Exercise description
Please reproduce all the data exactly as written and omit the pictures.

Data excerpts:
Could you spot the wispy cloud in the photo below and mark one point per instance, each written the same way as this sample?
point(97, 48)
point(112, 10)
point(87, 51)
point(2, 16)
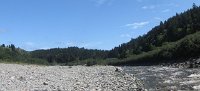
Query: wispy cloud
point(173, 4)
point(166, 10)
point(3, 30)
point(29, 43)
point(158, 18)
point(149, 7)
point(139, 0)
point(102, 2)
point(137, 25)
point(125, 35)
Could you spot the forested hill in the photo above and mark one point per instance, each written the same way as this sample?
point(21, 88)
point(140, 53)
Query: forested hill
point(171, 30)
point(176, 38)
point(69, 55)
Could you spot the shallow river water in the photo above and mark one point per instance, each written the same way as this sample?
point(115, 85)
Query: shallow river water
point(155, 78)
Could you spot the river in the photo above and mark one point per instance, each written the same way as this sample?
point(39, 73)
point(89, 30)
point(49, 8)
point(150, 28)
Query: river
point(156, 78)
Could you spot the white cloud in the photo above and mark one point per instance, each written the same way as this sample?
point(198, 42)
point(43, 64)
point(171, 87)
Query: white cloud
point(166, 10)
point(3, 30)
point(137, 25)
point(139, 0)
point(29, 43)
point(158, 18)
point(125, 35)
point(173, 4)
point(102, 2)
point(149, 7)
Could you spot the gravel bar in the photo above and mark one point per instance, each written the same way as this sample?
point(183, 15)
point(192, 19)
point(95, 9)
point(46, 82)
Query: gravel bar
point(15, 77)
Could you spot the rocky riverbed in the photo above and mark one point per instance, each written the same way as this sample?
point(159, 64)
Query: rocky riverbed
point(159, 78)
point(14, 77)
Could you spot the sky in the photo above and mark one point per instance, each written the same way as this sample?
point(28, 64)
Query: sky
point(93, 24)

Answer to this task
Could you spot the wispy cloud in the photo below and mark one point per instance, each written the same way as this sample?
point(97, 48)
point(112, 10)
point(87, 51)
point(2, 16)
Query: wispy cloud
point(173, 4)
point(166, 10)
point(3, 30)
point(29, 43)
point(158, 18)
point(149, 7)
point(139, 0)
point(102, 2)
point(137, 25)
point(125, 35)
Could you spot the forested hill in the photo above and mark one point per instance, each written the same way as this sample?
point(21, 88)
point(140, 53)
Query: forested hill
point(171, 30)
point(176, 38)
point(69, 55)
Could you spot the shallow river water in the photo above and mark one point per instance, each written the same way as this sample?
point(115, 85)
Query: shallow river water
point(155, 78)
Could you spot the river in the photo above and mark one point per instance, each written the same way as this sample?
point(39, 73)
point(89, 30)
point(49, 8)
point(150, 28)
Query: river
point(156, 78)
Could you spot the white cloud in the photo above and mark one point per instance, each written the same way as this sample?
point(198, 42)
point(43, 64)
point(171, 87)
Query: white cloud
point(166, 10)
point(3, 30)
point(137, 25)
point(139, 0)
point(29, 43)
point(158, 18)
point(125, 35)
point(173, 4)
point(102, 2)
point(149, 7)
Could you spot the gravel bar in the photo above and mark one point per instance, each written the same way as this sample?
point(183, 15)
point(192, 19)
point(95, 9)
point(46, 82)
Query: gravel bar
point(15, 77)
Could you spot the rocky riverbed in the photo above and mark one point per instance, each written the same way as this sample?
point(159, 64)
Query: rocky riverbed
point(159, 78)
point(14, 77)
Could you spot the sky in the photo above and mark one point per instance, each written the same way as this sample?
point(28, 64)
Query: sky
point(93, 24)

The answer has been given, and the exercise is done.